:: EXCERPT PROVIDED ::
Cold fluid hydraulic fracturing process for mineral bearing formations

A method for hydraulic fracturing a subterranean formation region to control the fracture extent in vertical and horizontal directions characterized by the injection of cold liquid into the formation region to precool the region and reduce the stresses in the formation region so that a hydraulic fracture may be propagated at a lower fluid injection pressure. The shape of the cooled region may be controlled by injection of various quantities of leakoff control agent during injection of the cold liquid and extension of the hydraulic fracture may be carried out simultaneously with the cold liquid flooding or by raising the pressure after the flood front has progressed a desired radial extent from the wellbore. The fracturing operation may be completed by injecting a pad of cold liquid with a high concentration of leakoff control agent to seal the fracture face followed by injection of liquid carrying a sufficient quantity of proppant material to maintain the fracture width and conductivity at the desired level.

BACKGROUND OF THE INVENTION 
1. Field of the Invention 
The present invention pertains to a hydraulic fracturing process for 
subterranean hydrocarbon producing formations which includes injection of 
a cold liquid into the formation to reduce the earth stresses and to 
control the extent of the fracture within the desired mineral producing 
zone. 
2. Background 
When a relatively cold fluid, such as water, is injected into a relatively 
warm subterranean hydrocarbon bearing reservoir an ever increasing region 
of cooled rock is established around the injection well and results in the 
reduction in stresses in the rock which may be on the order of several 
hundred pounds per square inch (psi). This reduction in stresses in the 
rock matrix may be utilized to extend hydraulic fractures to enhance the 
recovery of liquid and gaseous hydrocarbon substances present in the 
formation to be produced. 
Discussions of the effects of thermoelastic stresses in earth formations 
resulting from the injection of relatively cold liquids into relatively 
warm formations are discussed in papers published by T. K. Perkins and J. 
A. Gonzalez entitled "Changes in Earth Stresses Around a Wellbore Caused 
by Radially Symmetrical Pressure and Temperature Gradients", Society of 
Petroleum Engineers Journal, April, 1984, and "The Effect of Thermoelastic 
Stresses on Injection Well Fracturing", Society of Petroleum Engineers 
Journal, February, 1985. These papers present methods to determine the 
effect of the injection of large volumes of liquid into a subterranean 
earth formation and methods for calculating the thermoelastic stresses and 
hydraulic fracturing pressures required to achieve a hydraulic fracture. 
At least some of the assumptions made in the abovementioned publications 
can be utilized in dealing with fracturing lightly consolidated formations 
such as the type found in the West Sak Oil Field in Alaska. It is 
particularly important in developing fields which have relatively low well 
productivity as determined by conventional fracturing methods to improve 
productivity by enhancing the width and size of the fracture without the 
chance of extending the fracture outside of the mineral bearing formation 
or zone which is desired to be produced.

:: EXERCISE TASK 1 ::
According to the text on cold fluid hydraulic fracturing, why is cold liquid injected into the formation region before the fracture is extended? Answer in one to three sentences.
:: EXERCISE TASK 2 ::
From the text on cold fluid hydraulic fracturing, quote the passage starting with "Discussions of the" and going on through "Perkins and J.".
:: EXERCISE TASK 3 ::
Render this sentence from the text on cold fluid hydraulic fracturing into Spanish: "This reduction in stresses in the rock matrix may be utilized to extend hydraulic fractures to enhance the recovery of liquid and gaseous hydrocarbon substances present in the formation to be produced."

:: MATERIAL PROVIDED ::
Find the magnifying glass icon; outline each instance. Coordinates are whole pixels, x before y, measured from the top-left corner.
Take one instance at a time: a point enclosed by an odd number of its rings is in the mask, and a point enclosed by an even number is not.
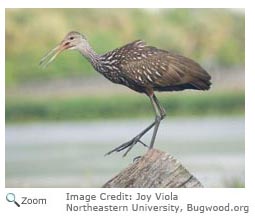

:: COMPLETE ANSWER 1 ::
The cold liquid precools the formation region and reduces the stresses in it. With lower stresses, a hydraulic fracture can be propagated at a lower fluid injection pressure.

:: COMPLETE ANSWER 2 ::
Discussions of the effects of thermoelastic stresses in earth formations 
resulting from the injection of relatively cold liquids into relatively 
warm formations are discussed in papers published by T. K. Perkins and J.

:: COMPLETE ANSWER 3 ::
Esta reducción de los esfuerzos en la matriz rocosa puede aprovecharse para extender fracturas hidráulicas a fin de mejorar la recuperación de las sustancias hidrocarburíferas líquidas y gaseosas presentes en la formación que se va a producir.